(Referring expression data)

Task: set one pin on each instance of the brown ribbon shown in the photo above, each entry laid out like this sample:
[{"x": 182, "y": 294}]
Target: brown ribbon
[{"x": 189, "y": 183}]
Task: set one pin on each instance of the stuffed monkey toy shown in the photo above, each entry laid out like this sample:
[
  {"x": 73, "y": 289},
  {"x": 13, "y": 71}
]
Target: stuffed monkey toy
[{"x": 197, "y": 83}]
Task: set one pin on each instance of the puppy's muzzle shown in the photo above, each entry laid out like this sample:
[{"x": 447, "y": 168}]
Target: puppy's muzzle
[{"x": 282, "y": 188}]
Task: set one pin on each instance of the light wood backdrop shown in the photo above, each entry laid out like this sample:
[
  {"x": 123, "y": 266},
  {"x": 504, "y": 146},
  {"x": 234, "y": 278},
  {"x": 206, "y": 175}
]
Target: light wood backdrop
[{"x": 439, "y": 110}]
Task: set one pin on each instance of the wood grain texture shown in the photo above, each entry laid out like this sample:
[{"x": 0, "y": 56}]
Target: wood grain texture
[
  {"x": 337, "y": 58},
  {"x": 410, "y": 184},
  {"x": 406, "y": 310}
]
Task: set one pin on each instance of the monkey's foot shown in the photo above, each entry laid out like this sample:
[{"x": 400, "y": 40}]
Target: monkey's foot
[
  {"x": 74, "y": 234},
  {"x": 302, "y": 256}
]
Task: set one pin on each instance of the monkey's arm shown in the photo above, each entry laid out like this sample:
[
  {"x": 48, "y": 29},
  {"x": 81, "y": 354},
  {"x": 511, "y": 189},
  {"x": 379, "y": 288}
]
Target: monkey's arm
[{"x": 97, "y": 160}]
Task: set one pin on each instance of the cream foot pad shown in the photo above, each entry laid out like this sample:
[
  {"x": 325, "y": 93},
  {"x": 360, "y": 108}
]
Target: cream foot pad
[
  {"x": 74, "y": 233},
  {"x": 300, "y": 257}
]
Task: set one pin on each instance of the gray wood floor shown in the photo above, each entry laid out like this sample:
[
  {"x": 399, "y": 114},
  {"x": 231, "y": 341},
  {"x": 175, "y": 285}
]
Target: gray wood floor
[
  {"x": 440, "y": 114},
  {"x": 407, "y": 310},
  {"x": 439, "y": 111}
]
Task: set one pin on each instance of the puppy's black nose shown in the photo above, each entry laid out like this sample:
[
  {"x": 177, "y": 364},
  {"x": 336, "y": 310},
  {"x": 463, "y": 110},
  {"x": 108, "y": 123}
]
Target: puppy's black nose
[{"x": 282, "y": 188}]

_WHAT THE TASK REQUIRES_: Would you write out each entry precisely as it is given?

_ANSWER FOR THIS EXERCISE_:
Task: set one pin on each instance of the brown ribbon shown in the photo above, each entry laid out like this sample:
[{"x": 182, "y": 294}]
Target: brown ribbon
[{"x": 189, "y": 183}]
Task: set one pin on each instance of the stuffed monkey toy shown in the photo above, each entry laid out like this sample:
[
  {"x": 73, "y": 289},
  {"x": 13, "y": 71}
]
Target: stuffed monkey toy
[{"x": 197, "y": 83}]
Task: set one pin on each instance of the puppy's muzzle shown in the photo above, each entry laid out like this sample:
[{"x": 447, "y": 168}]
Target: puppy's muzzle
[{"x": 282, "y": 188}]
Task: set one pin on each instance of the light wood backdrop shown in the photo above, each entry laid out like this sample:
[
  {"x": 123, "y": 266},
  {"x": 504, "y": 146},
  {"x": 234, "y": 278},
  {"x": 206, "y": 175}
]
Target: light wood backdrop
[{"x": 439, "y": 110}]
Task: set one pin on each instance of the wood grain texture shown in the photo above, each entry laid out like this sample:
[{"x": 0, "y": 56}]
Target: wood grain texture
[
  {"x": 337, "y": 58},
  {"x": 410, "y": 184},
  {"x": 406, "y": 310}
]
Task: set one pin on each instance of the monkey's foot shown in the photo above, each entry laid out like this sample:
[{"x": 400, "y": 40}]
Target: monkey's foot
[
  {"x": 74, "y": 234},
  {"x": 302, "y": 256}
]
Task: set one pin on each instance of the monkey's arm shown in the photo above, each entry laid out like this sample:
[
  {"x": 48, "y": 29},
  {"x": 81, "y": 354},
  {"x": 511, "y": 189},
  {"x": 379, "y": 288}
]
Target: monkey's arm
[{"x": 97, "y": 160}]
Task: set one pin on each instance of the cream foot pad shown in the photo above, each entry laid out like this sample:
[
  {"x": 325, "y": 93},
  {"x": 360, "y": 108}
]
Target: cream foot pad
[
  {"x": 74, "y": 233},
  {"x": 300, "y": 257}
]
Task: set one pin on each instance of the gray wood floor shown in the photo above, each entry laid out like this sample:
[
  {"x": 399, "y": 114},
  {"x": 231, "y": 341},
  {"x": 175, "y": 285}
]
Target: gray wood floor
[
  {"x": 440, "y": 114},
  {"x": 407, "y": 310},
  {"x": 439, "y": 111}
]
Task: set one pin on each instance of the puppy's black nose shown in the photo above, each entry laid out like this sample:
[
  {"x": 177, "y": 364},
  {"x": 336, "y": 310},
  {"x": 463, "y": 110},
  {"x": 108, "y": 123}
]
Target: puppy's black nose
[{"x": 282, "y": 188}]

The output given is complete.